- [Set exercise]: Could you convert every line of the data below into a numbered list, leaving out any blank lines?

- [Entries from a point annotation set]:
--- start ---
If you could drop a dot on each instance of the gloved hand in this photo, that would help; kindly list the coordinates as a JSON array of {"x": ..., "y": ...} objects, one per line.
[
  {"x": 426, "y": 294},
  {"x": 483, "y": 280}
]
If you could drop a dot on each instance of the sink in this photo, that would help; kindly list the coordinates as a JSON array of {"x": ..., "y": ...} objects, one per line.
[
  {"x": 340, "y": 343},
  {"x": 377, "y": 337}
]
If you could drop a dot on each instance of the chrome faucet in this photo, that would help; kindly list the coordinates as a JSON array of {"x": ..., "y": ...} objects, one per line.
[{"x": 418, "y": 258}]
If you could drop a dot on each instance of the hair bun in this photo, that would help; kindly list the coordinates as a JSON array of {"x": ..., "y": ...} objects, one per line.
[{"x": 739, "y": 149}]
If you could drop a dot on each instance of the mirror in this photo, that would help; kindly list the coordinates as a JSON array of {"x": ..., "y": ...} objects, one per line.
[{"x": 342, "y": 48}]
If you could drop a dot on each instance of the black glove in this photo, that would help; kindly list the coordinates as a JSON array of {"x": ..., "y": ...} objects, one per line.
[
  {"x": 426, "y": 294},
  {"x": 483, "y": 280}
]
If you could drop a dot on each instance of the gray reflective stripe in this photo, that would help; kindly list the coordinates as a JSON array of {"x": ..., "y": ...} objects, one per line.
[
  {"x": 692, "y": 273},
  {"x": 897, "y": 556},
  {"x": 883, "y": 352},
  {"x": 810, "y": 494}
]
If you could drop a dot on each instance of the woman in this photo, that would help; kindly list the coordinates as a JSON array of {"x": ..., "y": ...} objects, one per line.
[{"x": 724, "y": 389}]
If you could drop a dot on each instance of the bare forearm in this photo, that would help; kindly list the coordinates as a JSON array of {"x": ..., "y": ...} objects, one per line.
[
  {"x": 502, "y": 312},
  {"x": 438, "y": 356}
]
--- end ---
- [Exercise answer]:
1. If you could drop a dot on each instance of the gloved hand in this photo, that would help; kindly list the coordinates as a JSON array of {"x": ..., "y": ...} objects, one per line.
2. [
3.   {"x": 426, "y": 294},
4.   {"x": 483, "y": 280}
5. ]
6. If you could drop a dot on each instance of the sink in this photo, that would help; kindly list the coordinates as a JSON array of {"x": ..., "y": ...} objects, one per line.
7. [
8.   {"x": 340, "y": 343},
9.   {"x": 377, "y": 337}
10. ]
11. If you could drop a dot on each instance of the chrome faucet in this photo, that would help; kindly list the coordinates as a JSON array of {"x": ..., "y": ...} objects, one per line.
12. [{"x": 418, "y": 258}]
13. If you could drop a dot on each instance of the hair bun in this photo, that would help; kindly list the coordinates as a JSON array of {"x": ..., "y": ...} objects, one per line.
14. [{"x": 739, "y": 149}]
15. If you could drop a dot on each instance of the mirror in this photo, that would help; kindly list the coordinates as a JSON array of {"x": ..., "y": ...} objects, one per line.
16. [{"x": 342, "y": 48}]
17. If you could drop a dot on each instance of the black glove in this photo, that would help; kindly list the coordinates as a JSON array of {"x": ..., "y": ...} objects, one per line.
18. [
19.   {"x": 426, "y": 294},
20.   {"x": 483, "y": 280}
21. ]
22. If you could drop a dot on each instance of the gray reflective stripe in this photo, that would help; kindly list the coordinates as a JSON array of {"x": ..., "y": ...} objects, one per line.
23. [
24.   {"x": 692, "y": 273},
25.   {"x": 897, "y": 556},
26.   {"x": 883, "y": 352},
27.   {"x": 810, "y": 494}
28. ]
29. If you could drop a dot on each instance of the woman in this photo, that would help; kindly list the coordinates as a JSON array of {"x": ..., "y": ...} objects, one per line.
30. [{"x": 724, "y": 389}]
31. If you could drop a dot on each instance of the bare forearm in this photo, that would help; kindly list the coordinates as a JSON array of {"x": ..., "y": ...} objects, one per line.
32. [
33.   {"x": 502, "y": 312},
34.   {"x": 438, "y": 356}
35. ]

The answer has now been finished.